— GIVEN INSTRUCTION —
Only the lines starting at the one that contains "Locate the gravel" and running to the end should be repeated, exactly as written.

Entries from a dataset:

-- -- --

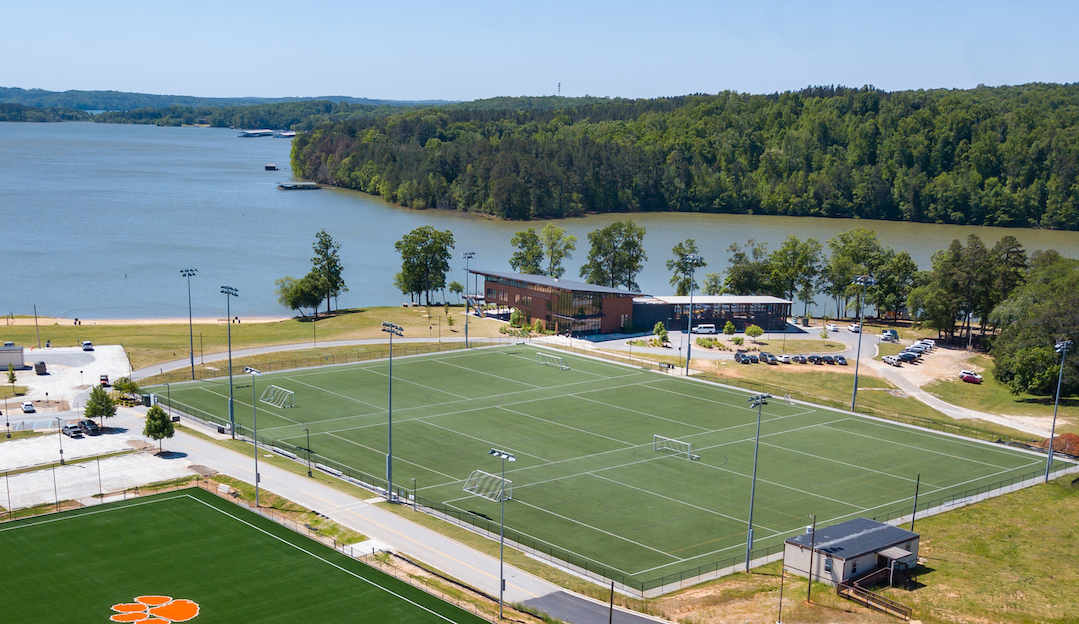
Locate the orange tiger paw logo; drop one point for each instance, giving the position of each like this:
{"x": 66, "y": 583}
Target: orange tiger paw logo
{"x": 150, "y": 609}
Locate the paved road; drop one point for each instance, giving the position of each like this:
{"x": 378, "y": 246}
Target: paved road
{"x": 444, "y": 553}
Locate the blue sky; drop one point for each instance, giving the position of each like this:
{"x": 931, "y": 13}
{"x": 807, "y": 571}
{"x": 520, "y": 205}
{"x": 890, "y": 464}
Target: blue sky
{"x": 470, "y": 50}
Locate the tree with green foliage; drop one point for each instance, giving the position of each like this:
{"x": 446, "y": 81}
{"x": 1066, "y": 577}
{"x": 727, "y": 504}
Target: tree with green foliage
{"x": 686, "y": 261}
{"x": 425, "y": 260}
{"x": 558, "y": 246}
{"x": 326, "y": 267}
{"x": 528, "y": 258}
{"x": 158, "y": 425}
{"x": 99, "y": 405}
{"x": 616, "y": 256}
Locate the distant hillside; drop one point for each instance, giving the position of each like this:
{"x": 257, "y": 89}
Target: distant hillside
{"x": 123, "y": 100}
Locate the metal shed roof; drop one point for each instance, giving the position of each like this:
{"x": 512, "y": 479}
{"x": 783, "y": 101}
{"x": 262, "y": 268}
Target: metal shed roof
{"x": 855, "y": 538}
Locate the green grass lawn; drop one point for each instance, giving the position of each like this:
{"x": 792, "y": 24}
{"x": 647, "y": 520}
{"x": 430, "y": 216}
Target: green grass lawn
{"x": 236, "y": 566}
{"x": 587, "y": 483}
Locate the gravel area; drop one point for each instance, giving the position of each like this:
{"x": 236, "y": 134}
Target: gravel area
{"x": 81, "y": 480}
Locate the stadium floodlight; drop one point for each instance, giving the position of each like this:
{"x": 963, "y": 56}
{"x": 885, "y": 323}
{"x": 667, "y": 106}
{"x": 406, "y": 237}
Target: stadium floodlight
{"x": 191, "y": 334}
{"x": 695, "y": 260}
{"x": 255, "y": 425}
{"x": 864, "y": 281}
{"x": 229, "y": 293}
{"x": 497, "y": 489}
{"x": 756, "y": 401}
{"x": 392, "y": 329}
{"x": 467, "y": 256}
{"x": 1062, "y": 348}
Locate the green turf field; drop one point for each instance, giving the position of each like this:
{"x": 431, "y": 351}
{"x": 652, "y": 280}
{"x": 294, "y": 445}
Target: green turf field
{"x": 237, "y": 567}
{"x": 587, "y": 479}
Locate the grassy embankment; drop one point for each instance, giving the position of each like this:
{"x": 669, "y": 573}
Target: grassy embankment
{"x": 148, "y": 344}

-- -- --

— THE RESULT —
Locate the gravel area; drop one point for each instance, giving the position of each like this:
{"x": 236, "y": 134}
Target: gravel area
{"x": 81, "y": 480}
Locate the stadium floodlight; drop one point for each instance, giving the position of each like this:
{"x": 963, "y": 56}
{"x": 885, "y": 323}
{"x": 667, "y": 106}
{"x": 406, "y": 237}
Target: stadium floodlight
{"x": 191, "y": 334}
{"x": 695, "y": 260}
{"x": 255, "y": 425}
{"x": 864, "y": 281}
{"x": 229, "y": 293}
{"x": 497, "y": 489}
{"x": 756, "y": 401}
{"x": 392, "y": 329}
{"x": 467, "y": 256}
{"x": 1062, "y": 348}
Locate the green turf field; drop one point for each instance, giving the position of each like this:
{"x": 431, "y": 351}
{"x": 652, "y": 280}
{"x": 294, "y": 445}
Target: green turf field
{"x": 237, "y": 567}
{"x": 587, "y": 479}
Locate the grassy embankment; drop one point for each instance, giving the position of each like this:
{"x": 669, "y": 573}
Target: grassy embankment
{"x": 148, "y": 344}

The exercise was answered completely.